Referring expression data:
***

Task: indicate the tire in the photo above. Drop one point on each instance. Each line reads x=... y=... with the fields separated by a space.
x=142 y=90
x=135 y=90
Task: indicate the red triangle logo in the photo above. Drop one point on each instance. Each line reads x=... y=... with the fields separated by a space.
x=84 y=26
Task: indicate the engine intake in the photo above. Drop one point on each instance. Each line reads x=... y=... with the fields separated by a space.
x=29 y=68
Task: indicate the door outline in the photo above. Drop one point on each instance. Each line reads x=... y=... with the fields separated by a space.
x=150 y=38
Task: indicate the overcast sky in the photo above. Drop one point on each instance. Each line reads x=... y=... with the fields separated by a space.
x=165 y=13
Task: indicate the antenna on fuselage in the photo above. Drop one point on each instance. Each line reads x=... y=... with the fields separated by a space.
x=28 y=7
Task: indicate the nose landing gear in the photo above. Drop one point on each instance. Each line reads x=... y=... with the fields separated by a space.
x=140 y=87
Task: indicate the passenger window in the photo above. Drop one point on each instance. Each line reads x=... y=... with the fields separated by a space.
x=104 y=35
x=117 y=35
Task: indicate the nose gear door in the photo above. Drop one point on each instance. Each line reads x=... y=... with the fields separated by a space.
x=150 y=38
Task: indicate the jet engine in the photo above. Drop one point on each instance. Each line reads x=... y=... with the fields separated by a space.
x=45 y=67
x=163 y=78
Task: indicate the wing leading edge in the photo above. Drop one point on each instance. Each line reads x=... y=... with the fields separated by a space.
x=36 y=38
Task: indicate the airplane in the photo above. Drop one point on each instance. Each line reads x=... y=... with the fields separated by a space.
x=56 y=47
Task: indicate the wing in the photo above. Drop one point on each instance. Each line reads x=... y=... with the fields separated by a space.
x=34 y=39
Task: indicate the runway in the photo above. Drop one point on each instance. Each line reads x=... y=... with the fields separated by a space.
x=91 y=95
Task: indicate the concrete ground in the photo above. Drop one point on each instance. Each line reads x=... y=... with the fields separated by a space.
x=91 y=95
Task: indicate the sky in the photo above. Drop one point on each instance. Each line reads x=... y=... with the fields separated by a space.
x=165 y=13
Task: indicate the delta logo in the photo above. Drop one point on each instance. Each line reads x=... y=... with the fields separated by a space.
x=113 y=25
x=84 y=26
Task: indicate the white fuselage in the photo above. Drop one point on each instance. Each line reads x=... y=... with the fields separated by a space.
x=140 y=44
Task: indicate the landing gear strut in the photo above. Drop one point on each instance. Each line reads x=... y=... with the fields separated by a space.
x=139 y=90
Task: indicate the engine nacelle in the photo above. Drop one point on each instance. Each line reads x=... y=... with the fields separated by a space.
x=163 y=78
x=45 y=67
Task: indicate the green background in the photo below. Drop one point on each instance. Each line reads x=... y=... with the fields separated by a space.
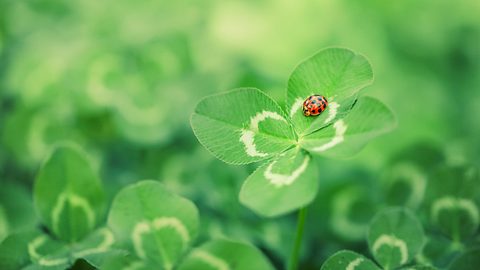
x=121 y=79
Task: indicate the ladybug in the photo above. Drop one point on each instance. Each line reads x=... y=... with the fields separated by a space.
x=314 y=105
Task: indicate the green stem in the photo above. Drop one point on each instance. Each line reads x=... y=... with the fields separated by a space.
x=293 y=261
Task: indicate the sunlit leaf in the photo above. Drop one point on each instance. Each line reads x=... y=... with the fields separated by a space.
x=348 y=260
x=368 y=119
x=153 y=223
x=48 y=253
x=337 y=74
x=395 y=236
x=242 y=126
x=282 y=185
x=95 y=247
x=68 y=194
x=225 y=254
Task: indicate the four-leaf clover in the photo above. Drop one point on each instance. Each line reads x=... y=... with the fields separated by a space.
x=245 y=125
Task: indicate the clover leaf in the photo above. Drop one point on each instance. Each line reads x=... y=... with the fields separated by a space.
x=68 y=194
x=69 y=200
x=395 y=237
x=453 y=201
x=158 y=229
x=225 y=254
x=245 y=125
x=154 y=224
x=350 y=260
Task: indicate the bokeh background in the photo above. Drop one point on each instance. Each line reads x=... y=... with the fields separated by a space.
x=121 y=79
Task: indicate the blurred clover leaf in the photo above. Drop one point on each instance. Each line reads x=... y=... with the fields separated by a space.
x=245 y=125
x=225 y=254
x=69 y=199
x=395 y=237
x=158 y=228
x=453 y=201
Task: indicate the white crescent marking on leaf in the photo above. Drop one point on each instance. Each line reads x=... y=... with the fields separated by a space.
x=248 y=135
x=280 y=180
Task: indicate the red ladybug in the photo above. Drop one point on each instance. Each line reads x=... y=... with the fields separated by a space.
x=314 y=105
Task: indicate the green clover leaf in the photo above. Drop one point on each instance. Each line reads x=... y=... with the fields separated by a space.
x=154 y=224
x=68 y=195
x=245 y=125
x=349 y=260
x=225 y=254
x=395 y=237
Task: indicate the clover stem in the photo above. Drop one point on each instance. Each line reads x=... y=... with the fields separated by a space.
x=293 y=261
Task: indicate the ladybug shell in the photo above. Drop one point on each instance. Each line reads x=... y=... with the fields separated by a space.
x=314 y=105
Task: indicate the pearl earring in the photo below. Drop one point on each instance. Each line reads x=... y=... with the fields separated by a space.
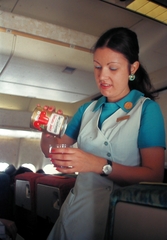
x=131 y=77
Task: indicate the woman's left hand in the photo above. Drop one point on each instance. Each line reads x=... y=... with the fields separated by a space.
x=70 y=160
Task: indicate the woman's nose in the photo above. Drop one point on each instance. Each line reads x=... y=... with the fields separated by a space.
x=103 y=74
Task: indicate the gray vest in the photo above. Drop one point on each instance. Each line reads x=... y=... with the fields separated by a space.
x=117 y=139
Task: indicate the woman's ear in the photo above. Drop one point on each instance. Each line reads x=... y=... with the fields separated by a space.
x=134 y=67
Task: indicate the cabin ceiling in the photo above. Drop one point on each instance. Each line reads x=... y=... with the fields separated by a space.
x=39 y=39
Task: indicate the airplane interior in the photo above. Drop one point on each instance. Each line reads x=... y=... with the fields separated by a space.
x=46 y=59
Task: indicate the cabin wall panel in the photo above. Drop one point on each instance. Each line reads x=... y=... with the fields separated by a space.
x=9 y=150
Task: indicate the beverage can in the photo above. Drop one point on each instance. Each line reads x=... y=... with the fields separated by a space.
x=46 y=121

***

◆ Work to complete
Each record must appear again exactly as written above, without its pictures.

◆ Final answer
Task: indicate the tire in the photo above. Drop one point on each instance. Each line reads x=... y=... with the fields separated by a space.
x=142 y=90
x=135 y=90
Task: indicate the red triangle logo in the photo above. Drop one point on each instance. Each line reads x=... y=... with the fields separated by a space.
x=84 y=26
Task: indicate the engine intake in the photo above. Drop one point on each instance. Each line reads x=... y=... with the fields separated by a space.
x=29 y=68
Task: indicate the door outline in the photo above. Drop one point on each instance. Each line reads x=... y=... with the fields separated by a space.
x=150 y=38
Task: indicate the overcast sky in the photo above. Drop one point on each instance. Each line reads x=... y=... with the fields separated by a space.
x=165 y=13
Task: indicate the antenna on fuselage in the photo above. Drop one point on each instance. Each line reads x=... y=... with the fields separated by a space.
x=28 y=7
Task: indicate the nose landing gear in the photo above. Drop one point on each instance. Each line reads x=... y=... with the fields separated by a space.
x=140 y=87
Task: indicate the passenger window in the photo above. Drop one point on each instance. Each line reads x=... y=... with the fields separated by a space.
x=104 y=35
x=117 y=35
Task: indicate the nose gear door in the photo above. Drop one point on each instance. Each line reads x=... y=... with the fields separated by a space.
x=150 y=38
Task: indicate the jet engine in the photo above. Drop one point on each instance. Each line reads x=... y=... with the fields separated by a space.
x=45 y=67
x=163 y=78
Task: indicate the wing leading edge in the photo above. Drop one point on each instance. Each line reads x=... y=... with the fields separated by a space.
x=36 y=38
Task: indicate the airplane in the photo above. Drop one point on each instance. Each line reads x=... y=... with the fields separated by a space.
x=56 y=47
Task: indicate the wing in the photo above. Drop one point on each instance. Each line reads x=... y=... with the fields separated by a space.
x=34 y=39
Task: indicate the runway in the photo above. Drop one point on each instance. Each line reads x=... y=... with the fields separated by a space.
x=91 y=95
Task: indicate the concrete ground in the photo above. Drop one point on each instance. Each line reads x=... y=... with the fields separated by a space.
x=91 y=95
Task: indicate the sky in the photo above. Drop one point on each instance. Each line reads x=... y=... with the fields separated by a space.
x=165 y=13
Task: indicate the delta logo in the photo above. Drop one point on each instance. Each line reads x=... y=... with the fields separated by a space.
x=113 y=25
x=84 y=26
Task: indicate the white fuselage in the photo above. Drop one point on each instance. Each line reads x=... y=... with the fields separated by a space.
x=140 y=44
Task: indicate the landing gear strut in the photo above. Drop one point on each instance. Each line reads x=... y=... with the fields separated by a space.
x=139 y=90
Task: indicate the engine nacelle in the photo above. Drop one point on each instance. Each line reads x=... y=... with the fields separated by a space.
x=163 y=78
x=45 y=67
Task: indicate the green background in the photo below. Drop one point on each instance. Each line reads x=... y=... with the fields separated by a space.
x=121 y=79
Task: indicate the ladybug in the photo above. Drop one point on each instance. Each line reads x=... y=... with the fields separated by a space.
x=314 y=105
Task: indicate the green stem in the photo above. Drop one point on each instance. Each line reads x=... y=... with the fields separated by a space.
x=293 y=261
Task: indicate the sunlit leaf in the photo above. Drop one point on each instance. Each line reads x=... y=... with the fields separated by a space.
x=348 y=260
x=368 y=119
x=153 y=223
x=48 y=253
x=337 y=74
x=395 y=236
x=242 y=126
x=282 y=185
x=95 y=247
x=68 y=194
x=225 y=254
Task: indicate the four-leaf clover in the photo above. Drop one point on each instance. Each line reads x=... y=... with the fields separated by a space.
x=245 y=125
Task: indicate the clover leaf in the photo above. Drop one point on each instance. Each line reads x=... y=... with the fields separated by a space.
x=68 y=194
x=69 y=200
x=395 y=237
x=453 y=201
x=158 y=229
x=225 y=254
x=245 y=125
x=154 y=224
x=350 y=260
Task: indicate the bokeh background in the photo above. Drop one point on each instance. Each line reads x=... y=... with the fields separated by a space.
x=121 y=79
Task: indicate the blurred clover leaf in the photo above. Drop one point on each instance. Each line reads x=... y=... with the fields separated by a space.
x=245 y=125
x=225 y=254
x=69 y=199
x=395 y=237
x=158 y=228
x=453 y=201
Task: indicate the white crescent marking on leaf in the photo above. Drop one point on each instance. Each line reads x=... y=... with the fields separated by a space.
x=248 y=135
x=280 y=180
Task: indicate the red ladybug in the photo above. Drop one point on each instance. Each line reads x=... y=... with the fields separated by a space.
x=314 y=105
Task: indicate the green clover leaf in the photo above. Drop one point on each instance. Each line reads x=... y=... with the fields separated by a space.
x=154 y=224
x=68 y=195
x=245 y=125
x=349 y=260
x=225 y=254
x=395 y=237
Task: indicate the clover stem in the photo above. Drop one point on each instance. Each line reads x=... y=... with the fields separated by a space.
x=293 y=261
Task: indicate the ladybug shell in the photo above. Drop one point on each instance. Each line reads x=... y=... with the fields separated by a space.
x=314 y=105
Task: indicate the pearl earring in the photo below. Drop one point on each instance. Each line reads x=... y=... with the fields separated by a space.
x=131 y=77
Task: indicate the woman's left hand in the photo above. Drop one point on each instance. Each line reads x=... y=... with the fields separated by a space.
x=70 y=160
Task: indicate the woman's nose in the photo above. Drop one point on each instance. Each line reads x=... y=... with the fields separated by a space.
x=103 y=74
Task: indicate the gray vest in the photo above. Drop one point on each instance. Each line reads x=... y=... with the fields separated by a space.
x=117 y=139
Task: indicate the woman's ear in the photo above. Drop one point on each instance. Each line reads x=... y=... with the fields separated by a space.
x=134 y=67
Task: indicate the cabin ceiling in the photo above. Drop one point on each instance. Each line reads x=... y=... with the fields separated by a space.
x=39 y=39
Task: indicate the airplane interior in the photo above. Drop one point on each instance. Each line reads x=... y=... with the fields separated by a space.
x=46 y=59
Task: indicate the cabin wall panel in the photo above. Drop one point on each instance. Each line reads x=... y=... with the fields separated by a space.
x=9 y=150
Task: indicate the beverage can in the photo above. Drop one point on each instance. Each line reads x=... y=... with the fields separated by a space.
x=46 y=121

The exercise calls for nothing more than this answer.